Probability Distributions and their Stories

Discrete distributions

Hypergeometric distribution

Story. Consider an urn with a white balls and b black balls. Draw N balls from this urn without replacement. The number white balls drawn, n, is Hypergeometrically distributed.
  • Example. There are a+b finches on an island, and a of them are tagged (and therefore b of them are untagged). You capture N finches. The number of tagged finches n is Hypergeometrically distributed, f(n;N,a,b), as defined below.
  • Parameters. There are three parameters: the number of draws N, the number of white balls a, and the number of black balls b.
  • Support. The Hypergeometric distribution is supported on the set of integers between max(0,N−b) and min(N,a), inclusive.
  • Probability mass function.

    \begin{align}f(n;N, a, b) = \frac{\begin{pmatrix}a\\n\end{pmatrix}\begin{pmatrix}b\\N-n\end{pmatrix}}{\begin{pmatrix}a+b\\N\end{pmatrix}}\end{align}.

  • Usage

    Package Syntax
    NumPy np.random.hypergeometric(a, b, N)
    SciPy scipy.stats.hypergeom(a+b, a, N)
    Stan hypergeometric(N, a, b)

  • Related distributions.
    • In the limit of a+b→∞ such that a/(a+b) is fixed, we get a Binomial distribution with parameters N=N and θ=a/(a+b).
  • Notes.
  • This distribution is analogous to the Binomial distribution, except that the Binomial distribution describes draws from an urn with replacement. In the analogy, p=a/(a+b).

> _Collected data_:
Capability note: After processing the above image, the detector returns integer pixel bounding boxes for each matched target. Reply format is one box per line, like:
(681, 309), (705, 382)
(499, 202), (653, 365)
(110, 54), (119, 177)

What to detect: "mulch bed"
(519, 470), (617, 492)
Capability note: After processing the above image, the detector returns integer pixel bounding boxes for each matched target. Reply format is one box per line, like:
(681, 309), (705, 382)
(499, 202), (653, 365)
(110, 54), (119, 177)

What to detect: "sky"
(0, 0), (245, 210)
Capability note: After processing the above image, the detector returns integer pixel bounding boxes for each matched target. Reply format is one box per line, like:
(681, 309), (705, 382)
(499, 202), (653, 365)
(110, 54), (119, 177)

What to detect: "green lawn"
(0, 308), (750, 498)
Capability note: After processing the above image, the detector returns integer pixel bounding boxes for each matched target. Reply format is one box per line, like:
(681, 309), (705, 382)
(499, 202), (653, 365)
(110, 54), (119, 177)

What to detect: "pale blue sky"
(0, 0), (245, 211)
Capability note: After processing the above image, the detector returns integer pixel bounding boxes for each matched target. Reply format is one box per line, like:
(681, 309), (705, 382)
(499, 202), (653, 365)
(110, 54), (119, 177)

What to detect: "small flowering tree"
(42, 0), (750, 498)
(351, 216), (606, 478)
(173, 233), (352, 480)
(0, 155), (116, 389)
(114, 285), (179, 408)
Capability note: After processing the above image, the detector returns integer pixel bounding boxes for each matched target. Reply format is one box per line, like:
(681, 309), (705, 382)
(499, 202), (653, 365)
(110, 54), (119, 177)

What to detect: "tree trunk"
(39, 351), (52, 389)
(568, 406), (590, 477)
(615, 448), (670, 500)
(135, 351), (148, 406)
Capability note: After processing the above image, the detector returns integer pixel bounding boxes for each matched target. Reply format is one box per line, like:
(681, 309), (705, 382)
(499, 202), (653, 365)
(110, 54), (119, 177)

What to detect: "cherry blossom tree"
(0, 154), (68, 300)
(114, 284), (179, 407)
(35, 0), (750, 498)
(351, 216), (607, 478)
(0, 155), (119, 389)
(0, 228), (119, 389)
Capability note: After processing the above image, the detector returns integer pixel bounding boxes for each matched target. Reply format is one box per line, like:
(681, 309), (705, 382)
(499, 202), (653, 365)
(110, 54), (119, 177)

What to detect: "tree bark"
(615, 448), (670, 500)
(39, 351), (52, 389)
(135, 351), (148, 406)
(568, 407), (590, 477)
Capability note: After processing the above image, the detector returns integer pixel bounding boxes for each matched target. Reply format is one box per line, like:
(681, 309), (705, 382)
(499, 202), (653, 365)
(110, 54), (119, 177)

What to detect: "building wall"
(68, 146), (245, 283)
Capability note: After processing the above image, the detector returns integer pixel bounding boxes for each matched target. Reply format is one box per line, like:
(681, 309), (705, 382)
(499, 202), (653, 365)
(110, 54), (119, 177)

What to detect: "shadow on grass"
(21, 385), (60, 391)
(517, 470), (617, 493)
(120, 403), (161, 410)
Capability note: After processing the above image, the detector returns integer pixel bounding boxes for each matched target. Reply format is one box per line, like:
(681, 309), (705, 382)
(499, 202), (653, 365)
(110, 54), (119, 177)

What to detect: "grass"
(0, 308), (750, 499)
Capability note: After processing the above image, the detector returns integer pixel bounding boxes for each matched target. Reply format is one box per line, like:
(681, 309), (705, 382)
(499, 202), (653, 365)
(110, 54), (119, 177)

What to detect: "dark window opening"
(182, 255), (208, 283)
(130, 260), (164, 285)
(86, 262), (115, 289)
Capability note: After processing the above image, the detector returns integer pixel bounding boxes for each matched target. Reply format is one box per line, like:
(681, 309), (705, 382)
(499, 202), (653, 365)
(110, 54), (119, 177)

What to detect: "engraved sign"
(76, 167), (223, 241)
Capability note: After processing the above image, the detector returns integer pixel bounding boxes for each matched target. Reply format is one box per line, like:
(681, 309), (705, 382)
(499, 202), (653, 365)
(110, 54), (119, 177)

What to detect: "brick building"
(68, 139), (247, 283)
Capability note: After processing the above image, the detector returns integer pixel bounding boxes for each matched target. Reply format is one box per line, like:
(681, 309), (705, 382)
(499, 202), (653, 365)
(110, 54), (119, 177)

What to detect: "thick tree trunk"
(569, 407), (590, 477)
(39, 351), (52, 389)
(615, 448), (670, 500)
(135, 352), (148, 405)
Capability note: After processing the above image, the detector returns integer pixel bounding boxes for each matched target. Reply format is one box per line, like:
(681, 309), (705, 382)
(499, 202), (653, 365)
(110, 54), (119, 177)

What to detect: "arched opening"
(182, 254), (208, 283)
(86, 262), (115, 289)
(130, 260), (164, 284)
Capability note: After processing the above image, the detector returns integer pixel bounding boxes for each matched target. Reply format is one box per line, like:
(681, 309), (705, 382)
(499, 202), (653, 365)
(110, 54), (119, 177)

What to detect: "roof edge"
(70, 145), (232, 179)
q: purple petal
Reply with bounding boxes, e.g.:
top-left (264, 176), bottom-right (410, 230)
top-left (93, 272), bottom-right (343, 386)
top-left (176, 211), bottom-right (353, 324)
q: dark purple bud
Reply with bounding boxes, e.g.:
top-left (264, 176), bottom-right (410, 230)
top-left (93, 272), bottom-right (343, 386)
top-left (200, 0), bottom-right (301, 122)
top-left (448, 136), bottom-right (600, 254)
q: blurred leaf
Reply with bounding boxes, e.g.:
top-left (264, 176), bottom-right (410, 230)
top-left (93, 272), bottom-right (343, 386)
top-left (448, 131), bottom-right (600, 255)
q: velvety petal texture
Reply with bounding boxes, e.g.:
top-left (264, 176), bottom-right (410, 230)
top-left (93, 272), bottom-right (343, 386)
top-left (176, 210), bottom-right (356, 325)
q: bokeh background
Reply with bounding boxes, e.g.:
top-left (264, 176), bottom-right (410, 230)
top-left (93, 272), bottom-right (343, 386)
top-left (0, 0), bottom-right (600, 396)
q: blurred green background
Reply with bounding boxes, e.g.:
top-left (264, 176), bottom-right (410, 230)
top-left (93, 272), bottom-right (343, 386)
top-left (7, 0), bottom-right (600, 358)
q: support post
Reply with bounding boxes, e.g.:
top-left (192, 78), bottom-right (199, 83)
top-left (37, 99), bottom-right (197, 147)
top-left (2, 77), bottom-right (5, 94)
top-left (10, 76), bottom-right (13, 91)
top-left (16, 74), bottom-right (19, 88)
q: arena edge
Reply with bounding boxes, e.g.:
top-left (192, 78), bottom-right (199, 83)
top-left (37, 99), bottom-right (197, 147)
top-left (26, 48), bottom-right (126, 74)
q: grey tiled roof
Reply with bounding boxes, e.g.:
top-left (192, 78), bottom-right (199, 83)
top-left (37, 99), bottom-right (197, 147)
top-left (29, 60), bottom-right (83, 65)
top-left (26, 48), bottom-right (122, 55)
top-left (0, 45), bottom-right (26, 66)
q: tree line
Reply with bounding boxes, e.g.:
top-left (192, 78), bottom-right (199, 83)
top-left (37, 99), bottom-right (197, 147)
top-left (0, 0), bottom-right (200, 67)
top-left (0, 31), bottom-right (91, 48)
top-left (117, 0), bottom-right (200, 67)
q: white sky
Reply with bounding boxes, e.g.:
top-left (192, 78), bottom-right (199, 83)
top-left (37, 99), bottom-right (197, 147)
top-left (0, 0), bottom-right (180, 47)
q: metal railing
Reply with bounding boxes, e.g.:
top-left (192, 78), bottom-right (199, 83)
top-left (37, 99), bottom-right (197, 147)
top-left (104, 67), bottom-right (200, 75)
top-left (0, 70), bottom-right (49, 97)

> _Set problem_:
Copy word for word the part of the hypergeometric distribution text that opens with the words containing "Discrete distributions" and closes with "is Hypergeometrically distributed.".

> _Answer for this exercise_:
Discrete distributions

Hypergeometric distribution

Story. Consider an urn with a white balls and b black balls. Draw N balls from this urn without replacement. The number white balls drawn, n, is Hypergeometrically distributed.